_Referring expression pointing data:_

────────────────

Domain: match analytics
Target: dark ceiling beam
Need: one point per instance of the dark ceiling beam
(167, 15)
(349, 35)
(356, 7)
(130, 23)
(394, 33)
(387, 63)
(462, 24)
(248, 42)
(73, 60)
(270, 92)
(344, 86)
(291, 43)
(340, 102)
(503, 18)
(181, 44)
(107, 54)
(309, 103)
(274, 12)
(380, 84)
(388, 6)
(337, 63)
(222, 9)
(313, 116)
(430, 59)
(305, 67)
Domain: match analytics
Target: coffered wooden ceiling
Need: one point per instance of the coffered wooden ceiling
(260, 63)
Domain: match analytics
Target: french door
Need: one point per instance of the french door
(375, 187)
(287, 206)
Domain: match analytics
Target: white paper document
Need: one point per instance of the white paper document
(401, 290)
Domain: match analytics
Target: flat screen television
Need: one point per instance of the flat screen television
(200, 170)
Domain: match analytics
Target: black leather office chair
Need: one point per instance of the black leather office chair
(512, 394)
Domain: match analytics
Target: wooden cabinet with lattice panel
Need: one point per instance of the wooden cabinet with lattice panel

────────────────

_Exercise instructions:_
Across the data above, count every line with "panel" in it and write only the total.

_Result of the exercise:_
2